> BLOCCO DI TESTO

┏━━

Una riflessione sull'attuale crisi del rapporto capitale-lavoro in margine ad un intervento di Landini (FIOM) ad una trasmissione di Lucia Annunziata su RAITRE dedicata alla vertenza Fiat di Pomigliano d'Arco
Fiat di Pomigliano d'Arco: un'interpretazione intorno al pensiero di Pier Luigi Zampetti
di Pier Luigi Tossani, lunedì 21 giugno 2010
Pier Luigi Tossani prende le mosse dalla vertenza di Pomigliano d’Arco per "prospettare nuovamente la possibile soluzione del 'conflitto sociale' secondo le linee di sviluppo della 'Società Partecipativa' di Pier Luigi Zampetti e secondo i più ortodossi princìpi della dottrina sociale della Chiesa cattolica". Attualità della democrazia partecipativa
Firenze, 21.6.’10
La trasmissione “In mezz’ora” di Lucia Annunziata, RAI3, domenica 20 giugno 2010, era dedicata alla questione dei possibili importanti investimenti FIAT a Pomigliano d’Arco. Investimenti che l’azienda condiziona a termini contrattuali severi e vincolanti per i lavoratori. Restrittivi al punto di configurarsi come ricattatori e violare i diritti costituzionali dei lavoratori, ha affermato convintamente in trasmissione il segretario della FIOM Maurizio Landini. La FIOM è l’unica sigla sindacale che si è rifiutata di firmare l’accordo “prendere o lasciare” con la FIAT. Nel corso dell’acceso dibattito, dall’altra parte del tavolo il Ministro del Lavoro Maurizio Sacconi ha invece affermato che i 700 mln di euro di investimenti nei quali si impegnerebbe l’azienda di Corso Marconi rappresentano una preziosa occasione di lavoro per tanti, che sarebbe irresponsabile perdere. Specie in questi tempi di vacche magre.
Ora, non è mia intenzione entrare nel merito specifico della vicenda. Quanto piuttosto osservare come in essa stia venendo a galla ancora una volta, in modo eclatante, la storica questione filosofico-antropologica del conflitto tra capitale e lavoro, che va a incrociarsi anche con la questione istituzionale, nonché Costituzionale. Landini si è infatti costantemente richiamato, per denunciare l’accordo, al tradimento – a suo dire - della Costituzione della Repubblica per quanto attiene ai diritti dei lavoratori.

┗━━

In base all'articolo sulla vertenza Fiat di Pomigliano d'Arco, spieghi perché, secondo il Ministro del Lavoro Maurizio Sacconi, sarebbe irresponsabile perdere gli investimenti dell'azienda.

> RECORD ELENCATI
┏━━

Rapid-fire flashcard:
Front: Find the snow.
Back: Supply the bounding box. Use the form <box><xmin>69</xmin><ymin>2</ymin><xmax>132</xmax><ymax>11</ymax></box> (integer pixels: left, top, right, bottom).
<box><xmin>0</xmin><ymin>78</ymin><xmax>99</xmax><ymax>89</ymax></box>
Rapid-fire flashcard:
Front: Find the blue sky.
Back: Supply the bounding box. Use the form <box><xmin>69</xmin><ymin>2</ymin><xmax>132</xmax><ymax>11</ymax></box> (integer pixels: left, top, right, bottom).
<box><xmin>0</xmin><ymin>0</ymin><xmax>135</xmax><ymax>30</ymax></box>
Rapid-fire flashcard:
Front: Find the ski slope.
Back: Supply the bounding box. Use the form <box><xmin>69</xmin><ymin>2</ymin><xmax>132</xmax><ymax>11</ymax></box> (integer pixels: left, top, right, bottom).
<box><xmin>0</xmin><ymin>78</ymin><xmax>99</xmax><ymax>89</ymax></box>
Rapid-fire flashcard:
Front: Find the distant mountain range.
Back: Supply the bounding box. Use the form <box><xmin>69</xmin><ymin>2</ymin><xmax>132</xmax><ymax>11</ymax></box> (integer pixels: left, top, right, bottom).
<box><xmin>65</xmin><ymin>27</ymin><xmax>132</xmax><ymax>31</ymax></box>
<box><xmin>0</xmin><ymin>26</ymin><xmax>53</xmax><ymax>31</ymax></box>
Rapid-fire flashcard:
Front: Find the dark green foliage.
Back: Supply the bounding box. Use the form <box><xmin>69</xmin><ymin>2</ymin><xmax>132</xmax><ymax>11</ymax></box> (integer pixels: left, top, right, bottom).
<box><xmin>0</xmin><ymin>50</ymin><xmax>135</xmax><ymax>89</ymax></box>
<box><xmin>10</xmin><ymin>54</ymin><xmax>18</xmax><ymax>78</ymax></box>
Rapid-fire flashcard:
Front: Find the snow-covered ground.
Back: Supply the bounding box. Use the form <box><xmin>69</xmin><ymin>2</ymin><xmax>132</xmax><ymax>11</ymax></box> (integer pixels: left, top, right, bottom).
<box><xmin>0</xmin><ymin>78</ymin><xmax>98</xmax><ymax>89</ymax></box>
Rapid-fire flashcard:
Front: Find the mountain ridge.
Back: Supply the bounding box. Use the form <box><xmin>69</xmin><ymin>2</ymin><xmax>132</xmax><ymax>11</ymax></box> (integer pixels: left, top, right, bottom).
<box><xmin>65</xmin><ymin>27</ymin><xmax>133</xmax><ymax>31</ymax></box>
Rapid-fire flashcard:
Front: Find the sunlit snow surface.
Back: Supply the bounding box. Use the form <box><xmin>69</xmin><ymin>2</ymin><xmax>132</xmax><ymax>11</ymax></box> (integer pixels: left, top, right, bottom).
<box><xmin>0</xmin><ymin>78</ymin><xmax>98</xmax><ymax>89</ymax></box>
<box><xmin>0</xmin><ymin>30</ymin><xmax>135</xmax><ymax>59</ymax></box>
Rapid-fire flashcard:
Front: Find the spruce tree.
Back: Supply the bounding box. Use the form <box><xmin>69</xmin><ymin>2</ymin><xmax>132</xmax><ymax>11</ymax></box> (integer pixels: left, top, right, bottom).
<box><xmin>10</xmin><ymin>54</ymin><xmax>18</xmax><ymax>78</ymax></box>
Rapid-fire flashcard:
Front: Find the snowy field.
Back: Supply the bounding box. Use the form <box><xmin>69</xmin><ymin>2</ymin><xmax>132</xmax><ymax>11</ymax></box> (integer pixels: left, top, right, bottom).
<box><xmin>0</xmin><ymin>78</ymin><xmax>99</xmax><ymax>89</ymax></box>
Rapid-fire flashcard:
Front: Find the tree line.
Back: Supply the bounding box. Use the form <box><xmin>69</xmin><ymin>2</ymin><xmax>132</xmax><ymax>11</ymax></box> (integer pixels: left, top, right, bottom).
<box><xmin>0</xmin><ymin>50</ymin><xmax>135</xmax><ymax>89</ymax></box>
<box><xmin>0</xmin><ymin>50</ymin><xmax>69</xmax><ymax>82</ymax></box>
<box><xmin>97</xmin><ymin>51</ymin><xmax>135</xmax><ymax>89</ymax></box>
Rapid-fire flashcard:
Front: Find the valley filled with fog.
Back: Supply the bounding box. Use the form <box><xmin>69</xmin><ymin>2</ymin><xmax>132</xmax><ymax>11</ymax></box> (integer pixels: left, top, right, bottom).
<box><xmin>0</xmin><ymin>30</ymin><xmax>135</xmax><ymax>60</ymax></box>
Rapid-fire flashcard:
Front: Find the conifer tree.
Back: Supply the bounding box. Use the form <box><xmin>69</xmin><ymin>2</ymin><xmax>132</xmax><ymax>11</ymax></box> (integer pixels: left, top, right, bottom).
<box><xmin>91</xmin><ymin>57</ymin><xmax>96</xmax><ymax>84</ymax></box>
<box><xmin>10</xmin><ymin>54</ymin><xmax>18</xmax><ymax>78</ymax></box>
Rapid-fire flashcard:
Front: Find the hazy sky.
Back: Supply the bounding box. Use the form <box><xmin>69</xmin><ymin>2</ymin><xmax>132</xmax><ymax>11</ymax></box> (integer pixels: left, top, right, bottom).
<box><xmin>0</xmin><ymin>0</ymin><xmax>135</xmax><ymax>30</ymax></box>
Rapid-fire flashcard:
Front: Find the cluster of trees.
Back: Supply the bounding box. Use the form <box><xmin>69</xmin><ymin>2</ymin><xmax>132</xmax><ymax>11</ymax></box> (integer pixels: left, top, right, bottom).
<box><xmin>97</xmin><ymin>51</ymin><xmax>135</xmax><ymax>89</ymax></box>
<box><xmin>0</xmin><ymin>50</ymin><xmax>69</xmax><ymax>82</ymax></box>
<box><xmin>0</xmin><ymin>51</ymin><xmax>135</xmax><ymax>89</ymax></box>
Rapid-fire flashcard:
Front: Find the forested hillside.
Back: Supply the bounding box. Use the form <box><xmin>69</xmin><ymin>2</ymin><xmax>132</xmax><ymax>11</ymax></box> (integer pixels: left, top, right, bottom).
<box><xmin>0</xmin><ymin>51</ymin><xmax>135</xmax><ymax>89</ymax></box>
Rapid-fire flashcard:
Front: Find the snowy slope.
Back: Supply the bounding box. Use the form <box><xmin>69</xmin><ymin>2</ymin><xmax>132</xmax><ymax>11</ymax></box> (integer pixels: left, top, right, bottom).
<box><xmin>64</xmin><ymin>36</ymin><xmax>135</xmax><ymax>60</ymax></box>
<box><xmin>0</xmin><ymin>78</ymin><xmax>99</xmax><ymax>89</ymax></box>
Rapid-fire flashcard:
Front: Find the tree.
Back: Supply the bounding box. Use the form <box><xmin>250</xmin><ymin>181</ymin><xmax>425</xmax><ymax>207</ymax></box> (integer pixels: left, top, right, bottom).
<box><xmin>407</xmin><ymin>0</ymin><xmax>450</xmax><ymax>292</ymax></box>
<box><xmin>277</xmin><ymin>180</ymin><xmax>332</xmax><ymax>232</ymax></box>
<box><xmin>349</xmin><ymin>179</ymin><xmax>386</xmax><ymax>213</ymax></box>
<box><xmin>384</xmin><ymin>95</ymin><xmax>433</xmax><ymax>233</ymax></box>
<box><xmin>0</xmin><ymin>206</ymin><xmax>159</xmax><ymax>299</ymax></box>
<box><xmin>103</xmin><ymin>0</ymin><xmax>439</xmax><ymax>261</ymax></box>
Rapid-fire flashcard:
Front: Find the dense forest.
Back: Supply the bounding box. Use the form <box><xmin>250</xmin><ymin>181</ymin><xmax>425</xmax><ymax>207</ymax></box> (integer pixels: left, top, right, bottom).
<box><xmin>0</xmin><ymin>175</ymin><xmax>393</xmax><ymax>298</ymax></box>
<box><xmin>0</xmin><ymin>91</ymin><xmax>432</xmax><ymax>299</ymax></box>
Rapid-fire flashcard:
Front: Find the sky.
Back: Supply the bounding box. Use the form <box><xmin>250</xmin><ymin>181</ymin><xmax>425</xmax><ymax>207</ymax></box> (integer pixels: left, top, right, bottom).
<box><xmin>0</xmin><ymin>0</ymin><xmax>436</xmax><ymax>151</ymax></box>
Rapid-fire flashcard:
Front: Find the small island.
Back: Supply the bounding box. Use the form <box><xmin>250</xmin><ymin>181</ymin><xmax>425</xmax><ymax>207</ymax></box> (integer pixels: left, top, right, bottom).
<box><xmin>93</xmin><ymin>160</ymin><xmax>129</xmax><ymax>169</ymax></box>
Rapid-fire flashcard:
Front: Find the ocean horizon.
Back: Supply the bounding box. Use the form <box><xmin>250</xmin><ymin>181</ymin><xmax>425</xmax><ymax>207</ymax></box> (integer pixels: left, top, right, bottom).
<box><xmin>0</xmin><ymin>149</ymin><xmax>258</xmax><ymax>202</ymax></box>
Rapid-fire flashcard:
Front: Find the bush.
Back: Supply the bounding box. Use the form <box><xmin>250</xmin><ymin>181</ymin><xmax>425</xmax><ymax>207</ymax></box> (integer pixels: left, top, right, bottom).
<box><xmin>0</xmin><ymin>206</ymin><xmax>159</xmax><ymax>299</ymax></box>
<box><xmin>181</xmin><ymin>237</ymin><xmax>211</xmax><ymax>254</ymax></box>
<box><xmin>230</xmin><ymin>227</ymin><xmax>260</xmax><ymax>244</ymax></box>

┗━━

> ESITO DELL'ESERCIZIO
Secondo Sacconi, i 700 milioni di euro di investimenti rappresentano una preziosa occasione di lavoro per tante persone. Perderli sarebbe quindi irresponsabile, specie in tempi di vacche magre.